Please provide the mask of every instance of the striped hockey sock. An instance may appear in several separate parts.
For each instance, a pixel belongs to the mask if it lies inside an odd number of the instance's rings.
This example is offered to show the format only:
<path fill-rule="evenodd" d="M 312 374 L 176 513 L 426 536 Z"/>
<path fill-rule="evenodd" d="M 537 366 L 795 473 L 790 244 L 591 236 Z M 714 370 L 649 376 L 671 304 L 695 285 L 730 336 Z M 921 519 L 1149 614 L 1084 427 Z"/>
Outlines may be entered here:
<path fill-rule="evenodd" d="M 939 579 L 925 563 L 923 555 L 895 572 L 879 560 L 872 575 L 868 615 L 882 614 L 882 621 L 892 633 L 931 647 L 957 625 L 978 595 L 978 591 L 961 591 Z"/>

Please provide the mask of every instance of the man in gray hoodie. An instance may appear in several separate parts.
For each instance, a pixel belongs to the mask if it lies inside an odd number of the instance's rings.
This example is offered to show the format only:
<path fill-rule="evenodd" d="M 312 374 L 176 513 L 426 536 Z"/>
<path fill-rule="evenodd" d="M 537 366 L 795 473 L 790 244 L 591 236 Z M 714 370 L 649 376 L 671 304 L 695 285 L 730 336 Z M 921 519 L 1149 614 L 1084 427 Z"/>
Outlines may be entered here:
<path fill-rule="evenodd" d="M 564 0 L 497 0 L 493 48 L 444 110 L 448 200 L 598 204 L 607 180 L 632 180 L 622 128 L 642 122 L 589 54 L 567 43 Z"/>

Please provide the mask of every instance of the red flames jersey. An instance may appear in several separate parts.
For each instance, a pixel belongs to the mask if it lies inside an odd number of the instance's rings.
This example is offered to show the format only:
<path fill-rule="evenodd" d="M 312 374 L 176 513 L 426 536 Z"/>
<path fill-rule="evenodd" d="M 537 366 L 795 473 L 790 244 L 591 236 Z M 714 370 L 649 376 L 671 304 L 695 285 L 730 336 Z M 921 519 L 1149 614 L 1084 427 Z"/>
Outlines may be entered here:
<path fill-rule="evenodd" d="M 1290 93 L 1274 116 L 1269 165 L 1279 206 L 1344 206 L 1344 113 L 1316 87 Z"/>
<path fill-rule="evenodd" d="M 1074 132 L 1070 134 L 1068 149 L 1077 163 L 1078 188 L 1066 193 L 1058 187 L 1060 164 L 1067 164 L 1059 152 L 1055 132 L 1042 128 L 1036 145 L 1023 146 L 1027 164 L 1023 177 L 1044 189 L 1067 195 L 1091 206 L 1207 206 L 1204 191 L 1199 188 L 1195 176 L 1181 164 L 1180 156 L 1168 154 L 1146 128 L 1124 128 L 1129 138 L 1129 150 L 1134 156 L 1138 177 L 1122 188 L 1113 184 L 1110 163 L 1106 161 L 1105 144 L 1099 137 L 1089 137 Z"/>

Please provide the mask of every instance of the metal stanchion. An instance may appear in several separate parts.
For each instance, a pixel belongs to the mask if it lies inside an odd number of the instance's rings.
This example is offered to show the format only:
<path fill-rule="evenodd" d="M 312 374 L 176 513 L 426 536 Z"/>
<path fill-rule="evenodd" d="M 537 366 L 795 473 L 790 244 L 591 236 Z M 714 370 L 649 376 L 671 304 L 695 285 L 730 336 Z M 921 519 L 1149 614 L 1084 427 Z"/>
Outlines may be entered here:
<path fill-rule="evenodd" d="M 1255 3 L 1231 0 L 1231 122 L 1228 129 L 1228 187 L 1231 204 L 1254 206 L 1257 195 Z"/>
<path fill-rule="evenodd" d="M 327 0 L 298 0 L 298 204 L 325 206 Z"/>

☆ ☆ ☆ ☆ ☆

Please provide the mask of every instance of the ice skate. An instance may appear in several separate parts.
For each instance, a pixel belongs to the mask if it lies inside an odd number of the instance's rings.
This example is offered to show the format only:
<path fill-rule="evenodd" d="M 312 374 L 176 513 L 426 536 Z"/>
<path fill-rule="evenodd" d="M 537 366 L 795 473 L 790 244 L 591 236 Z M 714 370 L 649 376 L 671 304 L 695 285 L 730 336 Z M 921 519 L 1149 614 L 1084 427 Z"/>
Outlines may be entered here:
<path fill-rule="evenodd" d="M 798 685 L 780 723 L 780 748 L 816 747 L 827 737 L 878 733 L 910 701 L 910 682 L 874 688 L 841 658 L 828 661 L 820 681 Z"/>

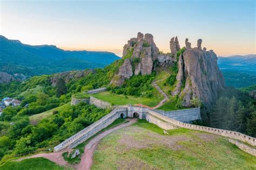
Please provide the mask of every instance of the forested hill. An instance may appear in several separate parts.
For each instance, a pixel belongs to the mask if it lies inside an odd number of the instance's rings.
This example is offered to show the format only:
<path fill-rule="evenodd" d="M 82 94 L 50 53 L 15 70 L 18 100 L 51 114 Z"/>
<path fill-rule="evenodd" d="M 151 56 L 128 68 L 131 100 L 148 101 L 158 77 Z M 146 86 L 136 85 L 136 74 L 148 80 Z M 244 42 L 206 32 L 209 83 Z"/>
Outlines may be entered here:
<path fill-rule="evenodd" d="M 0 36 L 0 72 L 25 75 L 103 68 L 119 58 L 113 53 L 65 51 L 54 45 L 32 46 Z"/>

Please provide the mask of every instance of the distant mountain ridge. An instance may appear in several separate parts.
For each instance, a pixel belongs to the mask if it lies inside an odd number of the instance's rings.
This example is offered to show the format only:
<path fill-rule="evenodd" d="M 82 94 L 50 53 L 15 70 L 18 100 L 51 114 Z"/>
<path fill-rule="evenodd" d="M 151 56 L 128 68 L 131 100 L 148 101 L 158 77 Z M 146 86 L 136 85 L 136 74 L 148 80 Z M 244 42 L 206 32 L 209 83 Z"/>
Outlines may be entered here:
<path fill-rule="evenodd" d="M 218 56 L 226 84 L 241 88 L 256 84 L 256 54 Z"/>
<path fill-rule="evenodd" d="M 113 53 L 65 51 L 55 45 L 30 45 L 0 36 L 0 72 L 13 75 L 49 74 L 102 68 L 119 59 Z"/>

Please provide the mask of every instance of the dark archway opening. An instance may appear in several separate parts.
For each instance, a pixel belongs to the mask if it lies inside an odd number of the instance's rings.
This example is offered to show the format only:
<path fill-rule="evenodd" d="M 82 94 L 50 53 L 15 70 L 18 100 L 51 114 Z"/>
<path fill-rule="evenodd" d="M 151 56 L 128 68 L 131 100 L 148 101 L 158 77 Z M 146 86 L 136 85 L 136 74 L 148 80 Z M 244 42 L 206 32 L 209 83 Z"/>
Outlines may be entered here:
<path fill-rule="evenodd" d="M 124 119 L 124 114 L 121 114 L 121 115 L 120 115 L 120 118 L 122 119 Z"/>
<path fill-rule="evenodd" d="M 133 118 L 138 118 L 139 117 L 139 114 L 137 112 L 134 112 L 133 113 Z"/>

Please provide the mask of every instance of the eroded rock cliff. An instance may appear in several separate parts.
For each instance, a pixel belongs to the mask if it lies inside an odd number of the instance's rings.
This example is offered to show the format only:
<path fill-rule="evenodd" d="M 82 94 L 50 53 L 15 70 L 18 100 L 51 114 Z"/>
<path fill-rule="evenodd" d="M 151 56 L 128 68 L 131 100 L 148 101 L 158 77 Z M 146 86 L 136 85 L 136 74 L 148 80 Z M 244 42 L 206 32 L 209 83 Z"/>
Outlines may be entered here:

☆ ☆ ☆ ☆ ☆

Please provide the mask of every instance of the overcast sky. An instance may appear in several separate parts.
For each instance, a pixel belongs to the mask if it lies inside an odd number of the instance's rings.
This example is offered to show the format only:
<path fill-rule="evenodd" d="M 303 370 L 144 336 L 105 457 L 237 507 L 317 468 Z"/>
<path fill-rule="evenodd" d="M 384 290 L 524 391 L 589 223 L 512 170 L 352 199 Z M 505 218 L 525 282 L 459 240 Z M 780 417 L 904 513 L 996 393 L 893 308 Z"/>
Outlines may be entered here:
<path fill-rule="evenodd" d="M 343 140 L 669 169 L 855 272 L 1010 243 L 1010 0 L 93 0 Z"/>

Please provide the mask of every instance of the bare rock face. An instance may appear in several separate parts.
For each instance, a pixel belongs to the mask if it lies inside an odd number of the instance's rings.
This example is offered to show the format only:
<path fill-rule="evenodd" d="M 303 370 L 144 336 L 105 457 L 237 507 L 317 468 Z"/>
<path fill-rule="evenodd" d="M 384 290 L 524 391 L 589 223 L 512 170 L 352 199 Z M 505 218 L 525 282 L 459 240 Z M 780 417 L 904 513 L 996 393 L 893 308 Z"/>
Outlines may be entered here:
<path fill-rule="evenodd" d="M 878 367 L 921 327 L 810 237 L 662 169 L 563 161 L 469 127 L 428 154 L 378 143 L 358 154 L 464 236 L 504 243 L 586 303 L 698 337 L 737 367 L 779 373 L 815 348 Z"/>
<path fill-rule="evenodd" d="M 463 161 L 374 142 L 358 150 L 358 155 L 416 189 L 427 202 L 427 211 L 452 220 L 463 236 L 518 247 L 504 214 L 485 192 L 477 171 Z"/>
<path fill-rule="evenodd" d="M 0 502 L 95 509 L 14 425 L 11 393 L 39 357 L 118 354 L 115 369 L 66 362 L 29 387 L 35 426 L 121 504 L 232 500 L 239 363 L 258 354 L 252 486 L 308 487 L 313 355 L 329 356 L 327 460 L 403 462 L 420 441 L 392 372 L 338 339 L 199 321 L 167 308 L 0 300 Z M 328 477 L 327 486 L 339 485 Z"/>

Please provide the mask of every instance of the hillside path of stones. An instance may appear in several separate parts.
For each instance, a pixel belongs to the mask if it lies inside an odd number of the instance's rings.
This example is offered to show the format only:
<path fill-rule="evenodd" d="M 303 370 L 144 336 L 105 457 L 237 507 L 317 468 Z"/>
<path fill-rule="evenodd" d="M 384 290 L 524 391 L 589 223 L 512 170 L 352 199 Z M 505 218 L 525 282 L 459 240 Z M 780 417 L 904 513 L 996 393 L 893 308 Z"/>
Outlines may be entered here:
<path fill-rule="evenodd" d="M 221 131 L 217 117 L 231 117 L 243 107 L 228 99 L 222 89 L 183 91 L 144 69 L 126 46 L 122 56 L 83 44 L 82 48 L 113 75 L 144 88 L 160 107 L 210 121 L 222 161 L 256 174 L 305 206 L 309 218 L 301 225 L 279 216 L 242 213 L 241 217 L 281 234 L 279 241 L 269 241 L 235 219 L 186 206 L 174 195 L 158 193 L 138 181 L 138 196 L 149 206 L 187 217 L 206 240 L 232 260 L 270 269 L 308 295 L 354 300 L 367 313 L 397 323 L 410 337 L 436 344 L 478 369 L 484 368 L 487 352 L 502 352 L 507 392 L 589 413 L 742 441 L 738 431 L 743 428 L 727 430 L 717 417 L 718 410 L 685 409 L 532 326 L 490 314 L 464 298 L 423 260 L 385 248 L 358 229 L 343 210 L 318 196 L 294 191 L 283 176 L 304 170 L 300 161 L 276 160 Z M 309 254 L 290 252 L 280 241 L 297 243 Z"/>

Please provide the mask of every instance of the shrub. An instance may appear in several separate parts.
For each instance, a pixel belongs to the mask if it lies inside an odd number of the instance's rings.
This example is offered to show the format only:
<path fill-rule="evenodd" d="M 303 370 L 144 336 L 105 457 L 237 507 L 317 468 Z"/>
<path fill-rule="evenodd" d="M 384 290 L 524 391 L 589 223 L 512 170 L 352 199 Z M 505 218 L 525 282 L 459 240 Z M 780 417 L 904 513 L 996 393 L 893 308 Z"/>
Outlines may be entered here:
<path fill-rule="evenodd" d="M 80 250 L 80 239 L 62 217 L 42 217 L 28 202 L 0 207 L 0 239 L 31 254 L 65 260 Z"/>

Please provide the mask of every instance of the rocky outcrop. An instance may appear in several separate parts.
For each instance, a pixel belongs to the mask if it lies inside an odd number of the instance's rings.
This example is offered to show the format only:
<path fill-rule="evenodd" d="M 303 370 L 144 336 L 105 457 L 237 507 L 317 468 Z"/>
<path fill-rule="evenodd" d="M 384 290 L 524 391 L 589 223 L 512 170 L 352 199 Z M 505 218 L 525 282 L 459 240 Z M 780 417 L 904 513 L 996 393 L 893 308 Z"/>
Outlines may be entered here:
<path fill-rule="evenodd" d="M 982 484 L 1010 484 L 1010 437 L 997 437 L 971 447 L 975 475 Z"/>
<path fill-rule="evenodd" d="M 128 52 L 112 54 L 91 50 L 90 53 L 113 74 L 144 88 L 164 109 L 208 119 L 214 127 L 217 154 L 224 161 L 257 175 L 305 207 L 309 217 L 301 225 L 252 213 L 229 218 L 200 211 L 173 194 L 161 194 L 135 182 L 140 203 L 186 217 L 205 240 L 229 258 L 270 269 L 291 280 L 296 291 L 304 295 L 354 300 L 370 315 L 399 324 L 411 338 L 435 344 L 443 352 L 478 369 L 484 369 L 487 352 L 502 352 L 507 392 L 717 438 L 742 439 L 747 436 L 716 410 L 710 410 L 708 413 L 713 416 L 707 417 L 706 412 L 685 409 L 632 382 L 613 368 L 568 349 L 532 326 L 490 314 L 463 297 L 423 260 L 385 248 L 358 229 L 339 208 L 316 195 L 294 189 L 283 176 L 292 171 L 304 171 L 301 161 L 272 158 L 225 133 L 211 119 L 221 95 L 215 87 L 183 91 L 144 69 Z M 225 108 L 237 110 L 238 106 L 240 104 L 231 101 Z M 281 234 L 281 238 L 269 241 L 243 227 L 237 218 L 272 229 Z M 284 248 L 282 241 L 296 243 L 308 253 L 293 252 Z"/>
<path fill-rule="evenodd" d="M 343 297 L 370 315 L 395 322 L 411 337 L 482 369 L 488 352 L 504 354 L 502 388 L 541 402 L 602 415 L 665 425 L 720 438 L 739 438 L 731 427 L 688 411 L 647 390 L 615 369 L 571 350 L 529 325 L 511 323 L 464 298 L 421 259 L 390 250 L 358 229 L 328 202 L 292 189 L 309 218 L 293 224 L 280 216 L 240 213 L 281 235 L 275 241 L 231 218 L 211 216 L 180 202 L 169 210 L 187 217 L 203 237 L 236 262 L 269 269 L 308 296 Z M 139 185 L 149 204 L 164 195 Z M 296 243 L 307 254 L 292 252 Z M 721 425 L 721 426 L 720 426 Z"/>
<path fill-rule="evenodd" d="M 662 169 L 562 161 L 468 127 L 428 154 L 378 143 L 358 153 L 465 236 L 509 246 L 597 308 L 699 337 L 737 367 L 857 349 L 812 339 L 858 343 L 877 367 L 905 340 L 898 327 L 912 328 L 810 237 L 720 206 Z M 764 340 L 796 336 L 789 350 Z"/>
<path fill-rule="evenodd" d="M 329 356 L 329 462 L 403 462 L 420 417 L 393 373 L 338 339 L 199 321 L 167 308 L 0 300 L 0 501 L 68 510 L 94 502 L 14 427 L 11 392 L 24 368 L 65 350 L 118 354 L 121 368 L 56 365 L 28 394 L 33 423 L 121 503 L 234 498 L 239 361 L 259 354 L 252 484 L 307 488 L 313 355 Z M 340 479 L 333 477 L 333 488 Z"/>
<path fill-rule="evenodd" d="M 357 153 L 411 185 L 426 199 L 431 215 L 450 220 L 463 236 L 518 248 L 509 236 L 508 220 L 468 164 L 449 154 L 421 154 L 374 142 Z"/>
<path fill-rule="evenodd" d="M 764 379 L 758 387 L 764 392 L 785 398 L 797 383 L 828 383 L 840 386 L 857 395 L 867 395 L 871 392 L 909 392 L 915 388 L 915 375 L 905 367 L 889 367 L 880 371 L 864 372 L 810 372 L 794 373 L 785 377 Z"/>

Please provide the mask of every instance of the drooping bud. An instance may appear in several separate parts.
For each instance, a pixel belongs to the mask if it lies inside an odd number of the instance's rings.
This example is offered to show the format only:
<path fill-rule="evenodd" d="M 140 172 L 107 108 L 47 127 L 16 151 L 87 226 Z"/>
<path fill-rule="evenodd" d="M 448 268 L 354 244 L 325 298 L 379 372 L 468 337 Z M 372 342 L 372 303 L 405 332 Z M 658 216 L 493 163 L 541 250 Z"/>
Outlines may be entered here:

☆ ☆ ☆ ☆ ☆

_Given task:_ Count the lines of the material above that contain the string "face", with case significant. Give only the number.

_Exercise answer:_ 1